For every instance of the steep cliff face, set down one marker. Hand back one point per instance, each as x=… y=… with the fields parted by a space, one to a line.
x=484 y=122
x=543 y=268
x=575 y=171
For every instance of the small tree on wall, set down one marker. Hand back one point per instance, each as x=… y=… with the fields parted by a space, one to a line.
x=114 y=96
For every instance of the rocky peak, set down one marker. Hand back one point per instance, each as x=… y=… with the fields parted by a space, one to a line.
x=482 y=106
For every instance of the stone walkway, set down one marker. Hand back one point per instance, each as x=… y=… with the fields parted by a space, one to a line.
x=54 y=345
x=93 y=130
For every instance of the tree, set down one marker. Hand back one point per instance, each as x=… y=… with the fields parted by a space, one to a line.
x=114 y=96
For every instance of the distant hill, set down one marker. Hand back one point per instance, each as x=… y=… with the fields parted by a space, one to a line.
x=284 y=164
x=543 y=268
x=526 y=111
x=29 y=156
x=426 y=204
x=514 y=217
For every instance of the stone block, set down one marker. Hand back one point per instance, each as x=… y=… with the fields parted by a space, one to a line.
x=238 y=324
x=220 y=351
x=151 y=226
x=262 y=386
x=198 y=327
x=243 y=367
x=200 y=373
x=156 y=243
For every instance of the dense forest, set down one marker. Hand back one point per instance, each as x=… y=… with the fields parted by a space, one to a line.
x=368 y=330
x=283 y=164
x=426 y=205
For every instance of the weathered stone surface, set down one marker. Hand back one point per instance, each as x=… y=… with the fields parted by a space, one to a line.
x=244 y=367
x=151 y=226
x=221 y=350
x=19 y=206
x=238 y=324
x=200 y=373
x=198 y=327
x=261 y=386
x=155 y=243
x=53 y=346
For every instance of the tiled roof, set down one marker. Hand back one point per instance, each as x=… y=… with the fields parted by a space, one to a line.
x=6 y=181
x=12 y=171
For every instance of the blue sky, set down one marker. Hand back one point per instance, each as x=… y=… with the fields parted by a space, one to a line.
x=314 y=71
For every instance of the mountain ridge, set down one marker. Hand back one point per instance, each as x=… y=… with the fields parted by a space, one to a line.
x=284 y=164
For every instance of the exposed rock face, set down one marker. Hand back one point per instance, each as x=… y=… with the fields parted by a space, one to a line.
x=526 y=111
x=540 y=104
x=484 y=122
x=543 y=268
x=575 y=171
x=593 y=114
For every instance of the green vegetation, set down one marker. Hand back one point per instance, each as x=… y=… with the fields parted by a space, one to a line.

* PROBLEM TO SOLVE *
Reproduce all of the records above, replacing "set down one marker" with "place a single marker" wherever it occurs and leaving everything else unchanged.

* SOLVED EXERCISE *
For every instance of the steep cliff face, place a single marker. Hand back one point per instance, each as x=… y=… with the fields parted by a space, one to a line.
x=484 y=122
x=543 y=268
x=575 y=171
For every instance of the small tree on wall, place a single marker. Hand back one point per instance, each as x=… y=… with the fields parted by a space, one to a line.
x=114 y=96
For every instance of the rocky peak, place a single marker. Hand back one point per instance, each as x=… y=… with the fields parted by a space, one to a line.
x=482 y=106
For every instance of the stone walkway, place a single marker. Hand back one point per instance, each as x=… y=… with the fields parted by a space, one to a line.
x=54 y=345
x=93 y=130
For every instance of the tree, place a single marker. Hand back one point per instance, each as x=… y=… with the fields parted by a space, one to a line.
x=114 y=96
For every instance of the distant hill, place a single marker. Hand back one point per instance, each as x=… y=… with the fields parted by a space, one to a line.
x=284 y=164
x=543 y=268
x=526 y=111
x=29 y=156
x=426 y=204
x=514 y=217
For every instance of the stone block, place a single marker. Hand back one point per instance, each as x=… y=… with the fields parted by a space, one to a line.
x=238 y=324
x=220 y=351
x=151 y=226
x=262 y=386
x=198 y=327
x=243 y=367
x=200 y=373
x=156 y=243
For every instance of the dense forest, place a single marker. Hand back one point per instance, each as x=… y=… with the fields parted by a space, one to a line.
x=368 y=330
x=283 y=164
x=426 y=205
For every instance of the weathered stone surface, place a single marker. Hand back one point per instance, each as x=… y=… with the fields parted by a space, one to a line.
x=244 y=367
x=151 y=226
x=221 y=350
x=19 y=206
x=238 y=324
x=200 y=373
x=198 y=327
x=261 y=386
x=155 y=243
x=53 y=346
For every instance of the tiled roof, place a single marker. Hand back one point per instance, each as x=… y=… with the fields parted by a space, one to a line.
x=6 y=181
x=12 y=171
For every instance of the blue sky, place a single marker. Hand back one point per instance, each as x=… y=… with the fields parted by a space, one to a line.
x=314 y=71
For every instance of the mountain ridge, place a single marker. Hand back one point per instance, each as x=… y=… with the fields parted by a space, one to a line.
x=284 y=164
For every instance of the exposed rock face, place a single marker. Hand back one point per instance, each as x=… y=… with the fields parted by a space, one to a line.
x=526 y=111
x=540 y=104
x=484 y=122
x=543 y=268
x=575 y=171
x=593 y=114
For every instance of the green vegetation, place a single marker. Hand back one point per instance, each as x=… y=… with the fields parted by a space, one to a line.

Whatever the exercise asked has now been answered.